Tasks to perform:
1. Rewrite the paragraph of the hospital speech that begins "As a result, in the true sense" as a short list, keeping its main facts.
2. Write the next paragraph of the hospital speech, picking up right after its final sentence.

Text:
——
Dr OSB Baloyi and Hospital Management,
Hospital Board Members,
George Mazarakis and Karolina Andropoulos from Carte Blanche,
Patria van Rooyen and other representatives from M-Net,
Dr Xolani Mkhwanazi and other representatives from BHP Billiton,
Representatives from Sakhiwo Health; Narvo Construction; Ekcon,
Consulting Engineering as well as those from the Hospital Design group,
Members from the media,
Warm greetings to everyone.
On behalf of our Honourable Premier, Dr Zweli Mkhize who represent all the people of KwaZulu-Natal (KZN), allow us today to say thank you to The Carte Blanche Making a Difference Trust and BHP Billiton for choosing this kind of a project as their sphere of social investment. This is one project that will not just change the community lives but it will provide quality healthcare for all children in surrounding areas and to those referred to from health care institutions around KwaZulu-Natal. This project by design will also positively impact on our quest to attain a long and healthy life for all South Africans.
Before I go any further, I need to indicate that this project is by far one of the biggest single private donations ever to be made to a state facility. All the people of KZN are truly blessed and thankful as I hope; everybody knows and understands that King Edward Hospital besides being used as a referral institution is the biggest hospital in this Province and the second largest in South Africa.
It is also an institution that was established in 1936 and globally revered for its rich history as a facility that nurtured and groomed a number of specialists and struggle icons who studied and graduated at the Nelson Mandela Medical School as it is called now. It also have a great historical value as we are told that it was from the vantage point of this facility that King Shaka observed the arrival of the first White people at Umtateni.
It is thus understandable that the reigning Monarch, His Majesty, King Goodwill Zwelithini wants the Hospital to be renamed Kangelamankengane. We are indeed very elated that BHP Billiton and Carte Blanche as big conglomerations have listened and acted upon the invitation of our Government led by uMsholozi for a Public Private Partnership arrangement as a way of solving our country’s problems.
As government we are happy that we have partners that understand and accept that healthy and equitable societies are characterised by an environment where children are able to grow into healthy, secure and productive adults.
As a result, in the true sense of “making a difference campaign” and as part of their giving back to the community strategy, today we are proud recipients of this Specialist Paediatrics hospital which encompasses a 25 bedded In-patients wards; a High Care Unit; Neonatal care equipment ranging from a Brainz Instrument and ultrasound; ventilators; incubators; infant warmers and multi-parameter monitors for the benefit of hundreds of premature and full-term babies and toddlers treated yearly at this hospital.
These facilities come at the right moment as our country is tasked with a responsibility of meeting the Millennium Development Goals (MDG) particularly MDG 4 that calls for the Reduction of Child Mortality ratio.
——
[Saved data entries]
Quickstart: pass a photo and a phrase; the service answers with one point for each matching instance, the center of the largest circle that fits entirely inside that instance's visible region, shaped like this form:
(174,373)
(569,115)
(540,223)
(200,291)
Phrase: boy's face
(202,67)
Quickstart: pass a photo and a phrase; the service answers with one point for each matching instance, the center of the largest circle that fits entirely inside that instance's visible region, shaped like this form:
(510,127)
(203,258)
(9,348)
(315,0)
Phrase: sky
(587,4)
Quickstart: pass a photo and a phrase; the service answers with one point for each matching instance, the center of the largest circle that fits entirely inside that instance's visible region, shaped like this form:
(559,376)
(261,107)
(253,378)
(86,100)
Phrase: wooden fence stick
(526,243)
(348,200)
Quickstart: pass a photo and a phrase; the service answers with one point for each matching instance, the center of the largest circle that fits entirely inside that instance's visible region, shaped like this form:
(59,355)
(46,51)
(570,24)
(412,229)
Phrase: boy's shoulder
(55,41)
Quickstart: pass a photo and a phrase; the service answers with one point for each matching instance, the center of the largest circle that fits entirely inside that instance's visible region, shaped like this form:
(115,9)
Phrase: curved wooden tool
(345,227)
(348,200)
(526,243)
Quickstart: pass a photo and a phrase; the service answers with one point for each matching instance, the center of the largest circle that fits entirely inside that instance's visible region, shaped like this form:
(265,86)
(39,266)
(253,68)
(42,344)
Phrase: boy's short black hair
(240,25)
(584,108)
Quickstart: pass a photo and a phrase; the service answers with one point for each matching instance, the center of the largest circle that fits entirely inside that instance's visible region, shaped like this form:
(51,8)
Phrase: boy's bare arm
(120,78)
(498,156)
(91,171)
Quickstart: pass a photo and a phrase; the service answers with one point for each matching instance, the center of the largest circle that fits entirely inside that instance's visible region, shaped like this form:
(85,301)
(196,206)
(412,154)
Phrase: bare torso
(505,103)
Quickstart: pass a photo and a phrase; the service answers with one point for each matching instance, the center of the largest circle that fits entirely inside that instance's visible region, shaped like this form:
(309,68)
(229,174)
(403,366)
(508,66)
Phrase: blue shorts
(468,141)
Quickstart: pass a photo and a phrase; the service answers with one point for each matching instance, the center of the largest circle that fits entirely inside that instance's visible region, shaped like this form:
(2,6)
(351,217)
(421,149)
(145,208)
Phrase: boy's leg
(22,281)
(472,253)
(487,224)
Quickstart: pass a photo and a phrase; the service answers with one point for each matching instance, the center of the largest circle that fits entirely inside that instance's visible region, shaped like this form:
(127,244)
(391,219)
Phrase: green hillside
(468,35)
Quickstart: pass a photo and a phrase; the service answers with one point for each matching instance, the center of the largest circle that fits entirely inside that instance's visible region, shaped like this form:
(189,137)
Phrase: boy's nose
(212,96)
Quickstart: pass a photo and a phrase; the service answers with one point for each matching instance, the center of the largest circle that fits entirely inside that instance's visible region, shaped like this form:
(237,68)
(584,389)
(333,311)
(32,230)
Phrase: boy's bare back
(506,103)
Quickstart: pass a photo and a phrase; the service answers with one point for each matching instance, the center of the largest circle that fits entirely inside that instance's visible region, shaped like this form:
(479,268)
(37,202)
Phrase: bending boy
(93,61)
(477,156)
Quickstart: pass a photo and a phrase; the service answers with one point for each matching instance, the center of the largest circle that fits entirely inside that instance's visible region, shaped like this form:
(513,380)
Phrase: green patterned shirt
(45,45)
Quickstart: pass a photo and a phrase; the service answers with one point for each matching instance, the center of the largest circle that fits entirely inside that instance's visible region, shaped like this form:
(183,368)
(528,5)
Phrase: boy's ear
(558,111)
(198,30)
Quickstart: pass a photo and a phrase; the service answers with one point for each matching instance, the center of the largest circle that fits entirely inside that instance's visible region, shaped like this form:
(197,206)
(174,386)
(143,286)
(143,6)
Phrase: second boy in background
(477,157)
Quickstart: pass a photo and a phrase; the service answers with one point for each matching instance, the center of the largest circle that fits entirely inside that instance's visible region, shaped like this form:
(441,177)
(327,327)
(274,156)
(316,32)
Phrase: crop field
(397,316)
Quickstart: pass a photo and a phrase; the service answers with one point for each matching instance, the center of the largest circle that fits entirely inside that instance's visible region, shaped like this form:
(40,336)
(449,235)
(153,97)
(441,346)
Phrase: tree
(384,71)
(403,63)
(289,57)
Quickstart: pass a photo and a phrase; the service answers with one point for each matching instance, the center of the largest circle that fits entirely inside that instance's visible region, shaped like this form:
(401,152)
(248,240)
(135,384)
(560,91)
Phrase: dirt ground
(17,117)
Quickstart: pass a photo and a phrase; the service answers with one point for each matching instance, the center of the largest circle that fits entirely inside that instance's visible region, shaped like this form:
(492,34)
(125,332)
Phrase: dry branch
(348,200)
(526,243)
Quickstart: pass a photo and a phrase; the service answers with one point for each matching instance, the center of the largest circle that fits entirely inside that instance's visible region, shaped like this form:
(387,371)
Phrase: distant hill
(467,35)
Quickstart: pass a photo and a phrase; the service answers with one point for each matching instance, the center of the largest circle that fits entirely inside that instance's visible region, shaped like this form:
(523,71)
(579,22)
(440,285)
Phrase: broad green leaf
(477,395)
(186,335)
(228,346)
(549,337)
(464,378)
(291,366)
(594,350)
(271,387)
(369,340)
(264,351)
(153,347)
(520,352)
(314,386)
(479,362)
——
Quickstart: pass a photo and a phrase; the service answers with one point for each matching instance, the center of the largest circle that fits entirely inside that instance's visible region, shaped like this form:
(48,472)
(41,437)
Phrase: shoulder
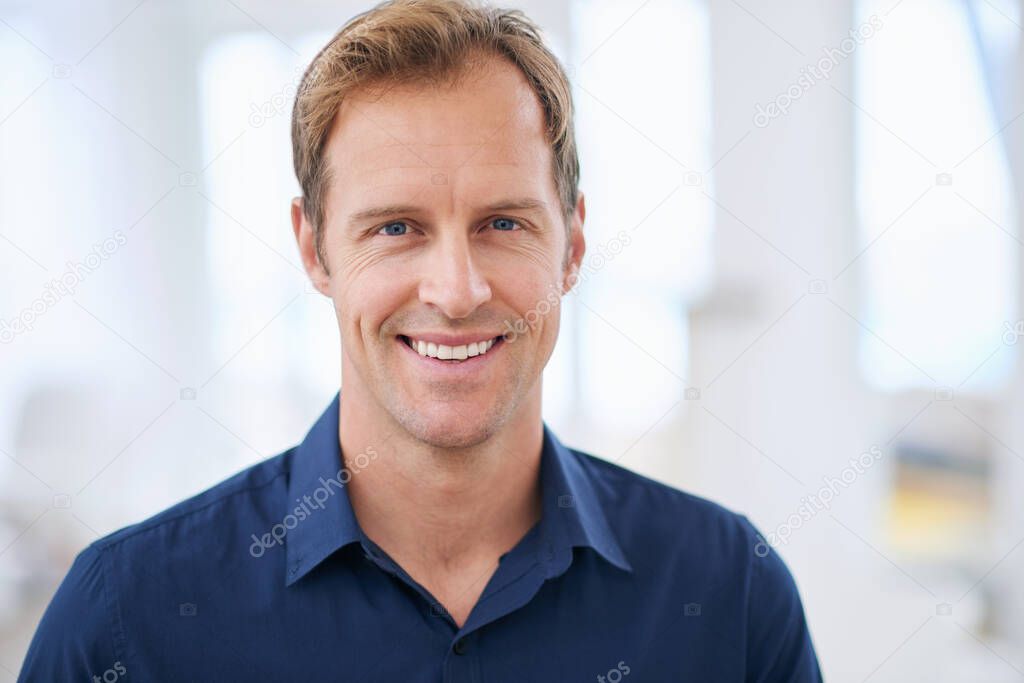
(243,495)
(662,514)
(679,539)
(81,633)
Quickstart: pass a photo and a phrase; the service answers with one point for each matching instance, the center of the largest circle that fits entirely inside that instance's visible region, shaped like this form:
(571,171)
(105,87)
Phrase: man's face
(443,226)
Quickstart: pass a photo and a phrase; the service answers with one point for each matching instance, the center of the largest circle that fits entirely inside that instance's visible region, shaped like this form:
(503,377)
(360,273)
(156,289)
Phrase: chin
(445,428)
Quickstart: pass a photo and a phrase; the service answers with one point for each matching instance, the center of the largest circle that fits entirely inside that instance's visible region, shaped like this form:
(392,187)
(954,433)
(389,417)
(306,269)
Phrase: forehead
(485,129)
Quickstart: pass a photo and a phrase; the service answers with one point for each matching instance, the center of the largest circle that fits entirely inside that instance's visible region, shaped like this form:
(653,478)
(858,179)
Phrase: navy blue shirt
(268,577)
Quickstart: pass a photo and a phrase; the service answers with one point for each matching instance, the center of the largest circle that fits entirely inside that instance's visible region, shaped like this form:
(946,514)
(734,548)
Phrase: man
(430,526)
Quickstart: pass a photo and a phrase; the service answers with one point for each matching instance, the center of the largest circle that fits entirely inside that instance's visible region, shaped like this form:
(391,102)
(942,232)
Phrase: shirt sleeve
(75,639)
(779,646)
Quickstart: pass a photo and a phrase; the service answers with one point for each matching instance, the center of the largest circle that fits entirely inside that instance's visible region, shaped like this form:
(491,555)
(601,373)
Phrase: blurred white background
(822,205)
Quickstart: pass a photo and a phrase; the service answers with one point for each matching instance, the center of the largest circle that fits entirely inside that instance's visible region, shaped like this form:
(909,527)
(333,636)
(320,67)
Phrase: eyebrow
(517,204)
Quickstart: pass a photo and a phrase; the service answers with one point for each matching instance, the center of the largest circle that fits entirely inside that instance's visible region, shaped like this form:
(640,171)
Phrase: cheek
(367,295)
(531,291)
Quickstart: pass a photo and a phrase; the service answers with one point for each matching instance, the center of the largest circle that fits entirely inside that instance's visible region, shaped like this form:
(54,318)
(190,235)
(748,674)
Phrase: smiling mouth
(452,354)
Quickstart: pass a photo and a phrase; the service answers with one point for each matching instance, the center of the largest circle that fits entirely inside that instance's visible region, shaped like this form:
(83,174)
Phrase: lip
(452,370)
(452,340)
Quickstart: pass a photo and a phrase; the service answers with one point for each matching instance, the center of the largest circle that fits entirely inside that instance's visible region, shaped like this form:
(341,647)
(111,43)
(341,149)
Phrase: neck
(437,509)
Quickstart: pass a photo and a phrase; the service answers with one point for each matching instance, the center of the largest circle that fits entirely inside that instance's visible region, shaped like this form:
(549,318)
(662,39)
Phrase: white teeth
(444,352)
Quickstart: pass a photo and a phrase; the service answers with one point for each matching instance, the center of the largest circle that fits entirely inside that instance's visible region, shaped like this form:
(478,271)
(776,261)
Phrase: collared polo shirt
——
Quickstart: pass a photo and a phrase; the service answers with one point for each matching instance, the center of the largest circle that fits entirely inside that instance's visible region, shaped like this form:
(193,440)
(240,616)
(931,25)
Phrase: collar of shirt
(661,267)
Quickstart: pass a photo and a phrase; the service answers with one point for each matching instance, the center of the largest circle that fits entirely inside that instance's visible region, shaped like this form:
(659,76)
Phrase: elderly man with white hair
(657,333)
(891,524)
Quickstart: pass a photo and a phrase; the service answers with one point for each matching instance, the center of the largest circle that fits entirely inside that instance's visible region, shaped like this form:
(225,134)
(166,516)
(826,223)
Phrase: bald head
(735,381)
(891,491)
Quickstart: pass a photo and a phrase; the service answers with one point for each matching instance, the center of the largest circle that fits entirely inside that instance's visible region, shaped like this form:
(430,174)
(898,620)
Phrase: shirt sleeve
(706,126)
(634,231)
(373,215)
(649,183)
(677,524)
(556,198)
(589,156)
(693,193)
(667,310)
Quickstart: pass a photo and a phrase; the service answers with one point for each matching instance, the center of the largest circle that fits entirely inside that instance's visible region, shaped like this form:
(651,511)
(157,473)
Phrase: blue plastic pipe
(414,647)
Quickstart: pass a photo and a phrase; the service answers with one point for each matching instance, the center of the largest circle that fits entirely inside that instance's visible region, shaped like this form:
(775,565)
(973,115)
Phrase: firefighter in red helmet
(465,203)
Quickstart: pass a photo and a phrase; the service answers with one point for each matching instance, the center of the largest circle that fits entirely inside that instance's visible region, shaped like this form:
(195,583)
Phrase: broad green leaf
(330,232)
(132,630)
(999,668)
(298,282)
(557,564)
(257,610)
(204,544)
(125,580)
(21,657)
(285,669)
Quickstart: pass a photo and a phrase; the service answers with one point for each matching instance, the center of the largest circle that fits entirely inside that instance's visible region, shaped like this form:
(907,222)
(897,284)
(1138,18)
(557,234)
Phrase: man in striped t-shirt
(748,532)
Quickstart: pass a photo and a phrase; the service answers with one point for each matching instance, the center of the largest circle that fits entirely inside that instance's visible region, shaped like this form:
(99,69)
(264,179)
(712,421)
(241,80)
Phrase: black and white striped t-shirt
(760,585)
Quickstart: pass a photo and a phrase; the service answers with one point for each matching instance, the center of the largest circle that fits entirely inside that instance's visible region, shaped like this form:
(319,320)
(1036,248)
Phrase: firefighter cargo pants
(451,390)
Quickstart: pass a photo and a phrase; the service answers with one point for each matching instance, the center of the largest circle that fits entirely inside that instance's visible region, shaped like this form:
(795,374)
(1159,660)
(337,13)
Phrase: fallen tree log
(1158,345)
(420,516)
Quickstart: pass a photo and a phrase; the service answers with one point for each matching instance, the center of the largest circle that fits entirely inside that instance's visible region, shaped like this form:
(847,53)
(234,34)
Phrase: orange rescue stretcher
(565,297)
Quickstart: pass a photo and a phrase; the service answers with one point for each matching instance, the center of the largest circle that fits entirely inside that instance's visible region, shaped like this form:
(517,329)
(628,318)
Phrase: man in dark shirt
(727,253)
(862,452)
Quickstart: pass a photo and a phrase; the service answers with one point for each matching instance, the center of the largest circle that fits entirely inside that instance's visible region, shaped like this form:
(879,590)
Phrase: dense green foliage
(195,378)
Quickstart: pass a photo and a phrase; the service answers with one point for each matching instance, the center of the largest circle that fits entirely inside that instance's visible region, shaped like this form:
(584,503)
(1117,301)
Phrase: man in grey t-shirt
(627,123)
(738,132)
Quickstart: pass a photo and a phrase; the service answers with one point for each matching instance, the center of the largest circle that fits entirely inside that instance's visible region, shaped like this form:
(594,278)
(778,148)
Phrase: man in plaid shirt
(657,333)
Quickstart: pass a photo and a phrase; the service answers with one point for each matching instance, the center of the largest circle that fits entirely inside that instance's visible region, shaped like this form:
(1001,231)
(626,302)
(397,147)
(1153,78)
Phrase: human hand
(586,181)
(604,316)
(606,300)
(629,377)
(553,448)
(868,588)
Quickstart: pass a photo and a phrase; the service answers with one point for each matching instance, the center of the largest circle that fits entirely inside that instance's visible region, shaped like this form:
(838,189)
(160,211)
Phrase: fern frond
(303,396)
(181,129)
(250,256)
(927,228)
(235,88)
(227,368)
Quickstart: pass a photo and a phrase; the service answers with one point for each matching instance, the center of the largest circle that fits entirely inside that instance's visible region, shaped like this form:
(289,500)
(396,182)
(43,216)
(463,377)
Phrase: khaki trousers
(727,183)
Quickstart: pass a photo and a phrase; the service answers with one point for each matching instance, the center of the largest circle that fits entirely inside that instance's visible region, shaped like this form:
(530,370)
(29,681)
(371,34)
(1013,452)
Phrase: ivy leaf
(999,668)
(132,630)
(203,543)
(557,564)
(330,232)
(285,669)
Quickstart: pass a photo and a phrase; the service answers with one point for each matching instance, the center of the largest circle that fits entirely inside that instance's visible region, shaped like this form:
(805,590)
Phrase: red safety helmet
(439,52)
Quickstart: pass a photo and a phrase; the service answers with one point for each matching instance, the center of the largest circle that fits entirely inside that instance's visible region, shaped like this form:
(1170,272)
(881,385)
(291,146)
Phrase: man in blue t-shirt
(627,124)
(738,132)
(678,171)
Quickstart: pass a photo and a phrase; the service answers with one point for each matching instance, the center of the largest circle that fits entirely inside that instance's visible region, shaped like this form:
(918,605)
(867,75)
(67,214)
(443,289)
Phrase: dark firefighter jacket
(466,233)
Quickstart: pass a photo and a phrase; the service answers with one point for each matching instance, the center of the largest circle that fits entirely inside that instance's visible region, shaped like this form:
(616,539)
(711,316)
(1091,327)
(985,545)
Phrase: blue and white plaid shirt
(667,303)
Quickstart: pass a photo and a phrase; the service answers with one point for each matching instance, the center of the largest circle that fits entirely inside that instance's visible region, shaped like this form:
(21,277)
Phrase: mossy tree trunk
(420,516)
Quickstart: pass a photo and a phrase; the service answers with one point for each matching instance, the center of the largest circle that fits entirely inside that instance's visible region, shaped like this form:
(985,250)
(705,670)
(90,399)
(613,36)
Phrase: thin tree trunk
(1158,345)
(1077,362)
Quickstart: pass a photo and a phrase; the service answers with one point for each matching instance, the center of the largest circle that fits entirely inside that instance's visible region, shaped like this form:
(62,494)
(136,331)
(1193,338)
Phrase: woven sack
——
Your written answers:
1.
- In the spirit of the "making a difference campaign" and the donors' strategy of giving back to the community, the hospital receives a Specialist Paediatrics hospital.
- It includes 25-bed in-patient wards.
- It includes a High Care Unit.
- Its neonatal care equipment includes a Brainz Instrument, ultrasound, ventilators, incubators, infant warmers and multi-parameter monitors.
- It will serve the hundreds of premature and full-term babies and toddlers treated at the hospital each year.

2.
Programme Director, it should be noted that every year in our continent more than 1 million infants die within their first 24 hours of life due to the lack of adequate health services, including midwifery care. We are happy that working with BHP Billiton and Cart Blanche we will now be able to provide a safe and supported environment for our childbearing women to give birth to.
This particular project is also going to add impetus to the progress recorded on the integrated management of Childhood illnesses (IMCI) which is being implemented in all of our Primary Health Care Clinics that has seen reductions in the rate of children dying from pneumonia and other infectious diseases.
We all accept that the key challenges in reducing under-5 morbidity and mortality lie in combating the main causes of deaths among children which are diarrhoea, lower respiratory tract infections, peri-natal deaths associated with TB, HIV and AIDS, and malnutrition. With the advent of more facilities of this nature in our province we are indeed on the right path in our endeavours of strengthening and enhancing the quality and reach of primary health care for children.
As a department we are happy with progress made in expanding the
reach of preventing mother to child transmission (PMTCT), ARV treatment and nutrition programmes as means to prevent mother to child transmission of HIV, as well as the provision of life-long nutrition and antiretroviral therapy which remain key to reducing associated deaths among children.
We have trained and provided nurses to lead the way in addressing the above. We depend on them for the implementation of the Expanded Programme on Immunisation which recently introduced new vaccines to reduce diarrhoea (rotavirus vaccine) and pneumonia (pneumococcal vaccine).
We have also created district teams of specialists; obstetricians, paediatricians, anaesthetists and advanced midwives to provide leadership and restore the use of time-tested clinical protocols and rapidly improve the outcome after birth by close supervision in hospitals and clinics.
We want to say thank you again to Carte Blanche for publicising our plight and inviting other conglomerations to adopt this initiative as part of their social responsibility programme.
Working together we will definitely achieve more to provide quality care with human dignity; including improvements to the clinical management of care at all levels of the healthcare delivery system.
I thank you!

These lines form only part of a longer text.